Retype exactly the lines from the line with "[470, 18], one" to the end of the data, keeping both boundary lines.

MATERIAL →
|---|

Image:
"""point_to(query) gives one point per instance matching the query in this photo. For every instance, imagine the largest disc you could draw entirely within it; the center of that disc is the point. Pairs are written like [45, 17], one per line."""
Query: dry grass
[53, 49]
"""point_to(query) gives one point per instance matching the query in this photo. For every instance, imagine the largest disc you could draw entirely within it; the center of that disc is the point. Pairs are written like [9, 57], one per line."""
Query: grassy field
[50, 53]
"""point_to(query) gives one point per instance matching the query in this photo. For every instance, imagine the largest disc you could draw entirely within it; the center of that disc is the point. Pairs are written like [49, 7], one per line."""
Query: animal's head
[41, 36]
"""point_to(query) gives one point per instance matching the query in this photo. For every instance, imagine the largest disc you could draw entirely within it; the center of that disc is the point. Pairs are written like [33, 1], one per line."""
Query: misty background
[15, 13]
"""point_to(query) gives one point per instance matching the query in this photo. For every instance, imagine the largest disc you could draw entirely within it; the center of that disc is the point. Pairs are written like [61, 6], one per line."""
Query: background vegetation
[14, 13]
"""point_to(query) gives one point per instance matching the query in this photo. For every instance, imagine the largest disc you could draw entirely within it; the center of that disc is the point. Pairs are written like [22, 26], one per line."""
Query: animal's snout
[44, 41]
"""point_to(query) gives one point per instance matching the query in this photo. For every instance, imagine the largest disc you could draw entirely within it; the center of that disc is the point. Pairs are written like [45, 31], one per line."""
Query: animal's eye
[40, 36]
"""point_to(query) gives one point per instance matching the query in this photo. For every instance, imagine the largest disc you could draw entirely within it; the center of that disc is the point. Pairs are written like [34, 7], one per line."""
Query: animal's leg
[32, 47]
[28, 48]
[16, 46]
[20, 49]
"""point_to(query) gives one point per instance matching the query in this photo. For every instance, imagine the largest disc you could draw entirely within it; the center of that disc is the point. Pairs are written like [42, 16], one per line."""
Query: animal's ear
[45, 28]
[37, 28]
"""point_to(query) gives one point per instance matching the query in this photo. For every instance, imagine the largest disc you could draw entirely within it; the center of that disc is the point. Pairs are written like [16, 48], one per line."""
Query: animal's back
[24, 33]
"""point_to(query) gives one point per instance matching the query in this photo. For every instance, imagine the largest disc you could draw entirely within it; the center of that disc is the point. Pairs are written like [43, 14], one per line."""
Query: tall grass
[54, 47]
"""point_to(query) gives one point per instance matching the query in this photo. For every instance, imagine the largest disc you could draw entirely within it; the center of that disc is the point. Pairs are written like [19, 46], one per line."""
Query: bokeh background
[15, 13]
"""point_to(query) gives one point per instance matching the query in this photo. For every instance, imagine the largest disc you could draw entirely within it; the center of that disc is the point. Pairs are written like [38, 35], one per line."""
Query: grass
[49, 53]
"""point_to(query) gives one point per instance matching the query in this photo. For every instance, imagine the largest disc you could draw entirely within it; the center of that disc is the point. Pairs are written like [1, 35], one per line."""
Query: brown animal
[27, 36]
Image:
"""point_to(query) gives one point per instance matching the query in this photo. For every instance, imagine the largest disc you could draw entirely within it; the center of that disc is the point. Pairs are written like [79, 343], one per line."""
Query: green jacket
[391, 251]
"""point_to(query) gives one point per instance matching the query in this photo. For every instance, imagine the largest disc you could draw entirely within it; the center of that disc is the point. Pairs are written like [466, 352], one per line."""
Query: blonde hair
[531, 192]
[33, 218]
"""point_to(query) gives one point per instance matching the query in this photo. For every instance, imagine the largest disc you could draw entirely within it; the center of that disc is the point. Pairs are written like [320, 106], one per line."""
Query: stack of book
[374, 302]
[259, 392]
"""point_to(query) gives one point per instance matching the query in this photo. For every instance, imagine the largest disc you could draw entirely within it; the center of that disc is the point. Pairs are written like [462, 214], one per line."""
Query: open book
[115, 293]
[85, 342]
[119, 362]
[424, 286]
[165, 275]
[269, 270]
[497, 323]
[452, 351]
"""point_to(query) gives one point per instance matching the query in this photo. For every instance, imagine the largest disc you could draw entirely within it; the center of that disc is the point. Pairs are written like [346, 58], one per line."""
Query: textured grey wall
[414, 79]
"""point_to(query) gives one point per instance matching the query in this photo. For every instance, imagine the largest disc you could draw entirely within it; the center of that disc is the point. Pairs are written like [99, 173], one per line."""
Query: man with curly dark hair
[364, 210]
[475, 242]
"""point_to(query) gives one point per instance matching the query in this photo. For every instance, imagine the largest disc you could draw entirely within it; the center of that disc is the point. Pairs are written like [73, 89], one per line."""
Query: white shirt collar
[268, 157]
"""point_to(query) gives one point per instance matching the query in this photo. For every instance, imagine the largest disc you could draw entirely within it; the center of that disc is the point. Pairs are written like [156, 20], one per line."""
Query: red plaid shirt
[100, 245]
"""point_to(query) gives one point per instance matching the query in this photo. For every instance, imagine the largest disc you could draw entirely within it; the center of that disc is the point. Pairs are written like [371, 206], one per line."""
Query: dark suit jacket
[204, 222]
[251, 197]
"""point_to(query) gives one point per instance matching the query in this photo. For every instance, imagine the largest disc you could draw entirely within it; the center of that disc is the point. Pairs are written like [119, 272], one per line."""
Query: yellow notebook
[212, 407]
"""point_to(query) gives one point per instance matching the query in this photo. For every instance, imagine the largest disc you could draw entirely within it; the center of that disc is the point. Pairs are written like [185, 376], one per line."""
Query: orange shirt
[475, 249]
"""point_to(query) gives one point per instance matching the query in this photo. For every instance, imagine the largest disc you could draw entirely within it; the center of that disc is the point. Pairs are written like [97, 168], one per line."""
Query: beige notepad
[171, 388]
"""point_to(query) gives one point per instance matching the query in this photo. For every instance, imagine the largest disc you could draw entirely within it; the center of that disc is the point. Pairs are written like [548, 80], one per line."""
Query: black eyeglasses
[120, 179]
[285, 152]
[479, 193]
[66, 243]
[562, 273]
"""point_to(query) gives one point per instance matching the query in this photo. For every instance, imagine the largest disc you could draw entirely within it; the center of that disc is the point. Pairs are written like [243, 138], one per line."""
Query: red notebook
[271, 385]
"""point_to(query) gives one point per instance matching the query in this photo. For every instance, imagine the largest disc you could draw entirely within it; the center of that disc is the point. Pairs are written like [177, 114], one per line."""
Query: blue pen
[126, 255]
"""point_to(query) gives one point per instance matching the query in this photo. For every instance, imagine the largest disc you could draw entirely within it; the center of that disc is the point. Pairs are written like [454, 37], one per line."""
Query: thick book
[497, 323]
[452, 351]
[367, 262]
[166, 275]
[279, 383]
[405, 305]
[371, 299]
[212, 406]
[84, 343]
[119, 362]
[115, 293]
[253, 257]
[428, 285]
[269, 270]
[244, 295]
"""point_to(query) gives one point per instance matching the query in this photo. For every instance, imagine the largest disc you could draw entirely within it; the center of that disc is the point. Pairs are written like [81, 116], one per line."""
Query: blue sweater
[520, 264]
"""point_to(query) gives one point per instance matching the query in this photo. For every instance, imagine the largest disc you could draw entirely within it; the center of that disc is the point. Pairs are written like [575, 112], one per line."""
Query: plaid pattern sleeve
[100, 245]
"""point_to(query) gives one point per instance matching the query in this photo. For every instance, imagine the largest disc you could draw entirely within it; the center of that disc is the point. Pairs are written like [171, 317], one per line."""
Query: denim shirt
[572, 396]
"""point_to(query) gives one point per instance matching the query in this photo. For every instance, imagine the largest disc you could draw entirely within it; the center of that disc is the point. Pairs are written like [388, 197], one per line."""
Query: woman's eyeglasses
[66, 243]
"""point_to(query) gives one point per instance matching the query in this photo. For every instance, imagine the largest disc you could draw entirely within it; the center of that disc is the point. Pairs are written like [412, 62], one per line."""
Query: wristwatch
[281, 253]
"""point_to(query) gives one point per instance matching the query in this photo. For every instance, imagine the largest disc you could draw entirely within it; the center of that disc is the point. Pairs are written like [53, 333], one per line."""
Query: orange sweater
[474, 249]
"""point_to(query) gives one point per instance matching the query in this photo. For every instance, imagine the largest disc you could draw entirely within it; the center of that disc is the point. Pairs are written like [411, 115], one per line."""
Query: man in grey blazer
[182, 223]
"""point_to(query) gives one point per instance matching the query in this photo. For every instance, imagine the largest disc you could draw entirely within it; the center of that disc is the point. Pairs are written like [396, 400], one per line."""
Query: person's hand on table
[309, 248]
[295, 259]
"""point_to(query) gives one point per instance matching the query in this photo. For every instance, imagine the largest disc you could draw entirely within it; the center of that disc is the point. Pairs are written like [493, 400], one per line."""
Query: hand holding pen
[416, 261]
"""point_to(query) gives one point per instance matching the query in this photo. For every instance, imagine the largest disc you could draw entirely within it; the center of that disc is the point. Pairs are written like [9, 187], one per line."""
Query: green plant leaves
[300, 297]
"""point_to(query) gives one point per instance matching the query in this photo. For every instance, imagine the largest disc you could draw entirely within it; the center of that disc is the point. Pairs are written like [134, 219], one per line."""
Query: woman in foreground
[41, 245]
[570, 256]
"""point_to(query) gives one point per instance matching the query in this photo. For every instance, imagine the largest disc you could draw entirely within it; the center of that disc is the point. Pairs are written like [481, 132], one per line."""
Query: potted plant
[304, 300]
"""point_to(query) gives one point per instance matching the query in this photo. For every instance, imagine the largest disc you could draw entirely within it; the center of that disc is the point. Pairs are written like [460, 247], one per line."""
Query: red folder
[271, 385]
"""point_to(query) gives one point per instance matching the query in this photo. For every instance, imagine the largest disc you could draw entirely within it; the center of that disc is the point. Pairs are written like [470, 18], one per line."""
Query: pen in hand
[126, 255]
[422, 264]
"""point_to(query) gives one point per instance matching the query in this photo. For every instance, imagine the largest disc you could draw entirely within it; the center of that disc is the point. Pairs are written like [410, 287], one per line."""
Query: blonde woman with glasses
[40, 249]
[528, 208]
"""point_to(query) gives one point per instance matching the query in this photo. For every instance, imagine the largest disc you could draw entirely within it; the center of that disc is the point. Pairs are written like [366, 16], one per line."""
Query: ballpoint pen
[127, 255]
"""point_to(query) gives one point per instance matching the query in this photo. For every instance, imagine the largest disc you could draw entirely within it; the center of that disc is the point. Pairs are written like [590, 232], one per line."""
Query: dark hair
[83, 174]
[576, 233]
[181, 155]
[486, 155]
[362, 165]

|---|

RESPONSE TO THE TASK →
"""point_to(query) gives one point per instance matching the query in this photo. For every instance, imagine the largest disc you could draw entirely within it; the center of that disc is the point. Pairs are written like [470, 18], one per line."""
Query: pen in hand
[126, 255]
[422, 264]
"""point_to(query) gives one point per instance matching the query in this photo. For every instance, imagine the largest disc you could draw entirely within it; the center of that disc is the point. Pairs are written like [410, 287], one per line."""
Query: blonde woman with glasses
[40, 249]
[528, 208]
"""point_to(query) gives one point per instance matching the query in this photo. For every instance, imagine the largest disc you could draw entirely within it; the center of that disc is the point. Pairs are written like [366, 16], one per line."""
Query: ballpoint pen
[127, 255]
"""point_to(query) gives one point per instance matching the query in this photo. For every instance, imagine the largest disc you could draw entirely within it; the center of that disc is the point. Pairs are written like [590, 232], one per line."""
Query: dark hair
[83, 174]
[576, 233]
[181, 155]
[486, 155]
[362, 165]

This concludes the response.